» **Provided entries**
-=-=-=-=-
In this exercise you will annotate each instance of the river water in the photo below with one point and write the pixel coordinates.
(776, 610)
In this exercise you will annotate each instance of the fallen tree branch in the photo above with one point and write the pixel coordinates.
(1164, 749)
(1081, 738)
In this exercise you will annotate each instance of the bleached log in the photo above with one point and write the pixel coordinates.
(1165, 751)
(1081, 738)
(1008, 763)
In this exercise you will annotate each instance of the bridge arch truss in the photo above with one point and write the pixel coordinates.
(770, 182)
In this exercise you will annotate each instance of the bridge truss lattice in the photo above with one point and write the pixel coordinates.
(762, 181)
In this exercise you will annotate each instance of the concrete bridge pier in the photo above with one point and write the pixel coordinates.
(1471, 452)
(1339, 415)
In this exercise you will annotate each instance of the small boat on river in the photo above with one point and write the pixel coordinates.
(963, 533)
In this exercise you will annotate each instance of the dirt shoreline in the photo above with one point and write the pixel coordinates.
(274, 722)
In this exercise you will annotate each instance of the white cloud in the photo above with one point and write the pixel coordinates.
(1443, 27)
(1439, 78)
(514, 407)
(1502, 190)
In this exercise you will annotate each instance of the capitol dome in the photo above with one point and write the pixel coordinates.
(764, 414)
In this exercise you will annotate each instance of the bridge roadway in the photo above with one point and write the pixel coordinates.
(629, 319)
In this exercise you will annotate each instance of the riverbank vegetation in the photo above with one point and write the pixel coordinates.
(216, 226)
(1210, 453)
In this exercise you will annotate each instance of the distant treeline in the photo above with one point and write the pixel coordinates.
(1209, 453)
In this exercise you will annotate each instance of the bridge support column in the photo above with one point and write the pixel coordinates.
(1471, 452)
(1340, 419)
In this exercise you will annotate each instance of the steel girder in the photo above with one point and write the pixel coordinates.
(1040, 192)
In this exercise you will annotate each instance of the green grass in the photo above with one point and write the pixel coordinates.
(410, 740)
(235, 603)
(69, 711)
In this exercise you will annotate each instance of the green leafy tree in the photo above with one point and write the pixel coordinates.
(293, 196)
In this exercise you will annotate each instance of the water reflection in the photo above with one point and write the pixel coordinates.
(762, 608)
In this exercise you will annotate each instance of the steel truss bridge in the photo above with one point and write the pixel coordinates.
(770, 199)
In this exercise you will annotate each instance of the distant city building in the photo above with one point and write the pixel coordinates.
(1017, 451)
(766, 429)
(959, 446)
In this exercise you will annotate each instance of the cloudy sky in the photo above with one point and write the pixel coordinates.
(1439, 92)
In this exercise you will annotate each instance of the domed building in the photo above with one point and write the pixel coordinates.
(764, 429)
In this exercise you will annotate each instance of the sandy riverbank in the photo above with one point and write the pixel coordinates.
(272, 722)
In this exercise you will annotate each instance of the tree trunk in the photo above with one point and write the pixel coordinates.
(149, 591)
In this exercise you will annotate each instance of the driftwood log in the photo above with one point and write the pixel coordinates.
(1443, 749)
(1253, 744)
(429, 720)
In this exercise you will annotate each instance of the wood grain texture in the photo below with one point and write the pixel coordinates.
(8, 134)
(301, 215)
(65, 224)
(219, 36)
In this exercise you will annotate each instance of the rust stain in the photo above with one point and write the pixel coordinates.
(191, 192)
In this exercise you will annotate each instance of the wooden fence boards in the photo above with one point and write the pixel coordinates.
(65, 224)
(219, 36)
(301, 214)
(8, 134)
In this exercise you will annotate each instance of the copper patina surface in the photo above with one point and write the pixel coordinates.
-=-=-=-=-
» **Job**
Please render all of the data above as a numbered list, omitting any blank lines.

» **Reply**
1. In this exercise you will annotate each instance of the river water in the photo below with one point and write the pixel coordinates.
2. (776, 610)
3. In this exercise you will annotate each instance of the fallen tree branch in the photo above with one point and write the pixel coordinates.
4. (1164, 749)
5. (1081, 738)
6. In this exercise you will annotate each instance of the bleached log in the photo above with one point and write the pixel coordinates.
7. (1165, 751)
8. (1081, 738)
9. (1008, 763)
10. In this exercise you will annotate each instance of the bridge arch truss in the photo above with one point and write the pixel coordinates.
11. (770, 182)
12. In this exercise you will annotate each instance of the bridge truss lattice in the photo above with one point and write the pixel coordinates.
13. (762, 181)
14. In this exercise you will annotate each instance of the concrete bridge pier in the photo above with one point and write the pixel coordinates.
15. (1471, 452)
16. (1339, 415)
17. In this exercise you will annotate each instance of the small boat on river in the photo above with one point and write the pixel coordinates.
18. (963, 533)
19. In this exercise you will annotate each instance of the dirt shoreline in the photo above with one point and write the pixel coordinates.
20. (274, 722)
21. In this exercise you will annotate each instance of the white cloud in the photo above with one point and write the pixel coordinates.
22. (1443, 27)
23. (1439, 78)
24. (514, 407)
25. (1502, 190)
26. In this exercise you will annotate each instance of the capitol dome in the photo above with one point and write the pixel coordinates.
27. (764, 414)
28. In this exercise you will annotate each instance of the bridge roadway in the photo above with one point and write the pixel coordinates.
29. (629, 319)
30. In this exercise you will annotate each instance of the riverbank vegetation in the photo above with one point and write the pixel coordinates.
31. (216, 226)
32. (1210, 453)
33. In this exercise you will annotate each instance of the distant treeline in the photo above with one point and write the pixel coordinates.
34. (1209, 453)
35. In this exercise you will annotate each instance of the bridge support column in the photo above with one point and write the pixel coordinates.
36. (1471, 452)
37. (1340, 419)
38. In this exercise you will annotate each instance of the steel girder in the photo above with one point and write the pixel coordinates.
39. (1040, 192)
40. In this exercise you will annotate each instance of the green grass in the photo above with one point and write the pixel coordinates.
41. (410, 740)
42. (235, 603)
43. (69, 711)
44. In this exercise you will annotate each instance of the green leafy tree in the photo above with one point and write the pixel coordinates.
45. (293, 196)
46. In this exercise you will annotate each instance of the water reflection in the photo above with one point and write the pixel coordinates.
47. (762, 608)
48. In this exercise you will annotate each instance of the steel truss bridge in the photo above with one point and write the pixel coordinates.
49. (770, 199)
50. In this exercise you will annotate each instance of the distant city building in the photo above with one point and write the pixel coordinates.
51. (1017, 451)
52. (766, 429)
53. (959, 446)
54. In this exercise you will annotate each instance of the cloudy sky in the photo above with one point and write the pixel coordinates.
55. (1439, 92)
56. In this exercise you will annotate each instance of the domed building in the photo above with one point and write the pixel coordinates.
57. (764, 429)
58. In this exercise you will annotate each instance of the sandy riverbank in the photo above with one point and write the pixel coordinates.
59. (272, 722)
60. In this exercise you will annotate each instance of the tree trunk in the photo above with one point and write the pixel coordinates.
61. (149, 591)
62. In this exercise you will annotate each instance of the driftwood log in the photo above with one point and write the pixel coordinates.
63. (1443, 749)
64. (1253, 744)
65. (429, 720)
66. In this exercise you will annotate each instance of the wood grain texture in the photo below with one point and write the pixel coordinates.
67. (8, 134)
68. (301, 215)
69. (65, 224)
70. (219, 36)
71. In this exercise you will annotate each instance of the rust stain in the photo above with one point and write the pixel coordinates.
72. (191, 192)
73. In this exercise you will annotate each instance of the wooden fence boards in the photo above with one point and write the pixel coordinates.
74. (65, 224)
75. (219, 36)
76. (301, 214)
77. (8, 134)
78. In this exercise you will annotate each instance of the copper patina surface in the photo above with one point and write the pixel coordinates.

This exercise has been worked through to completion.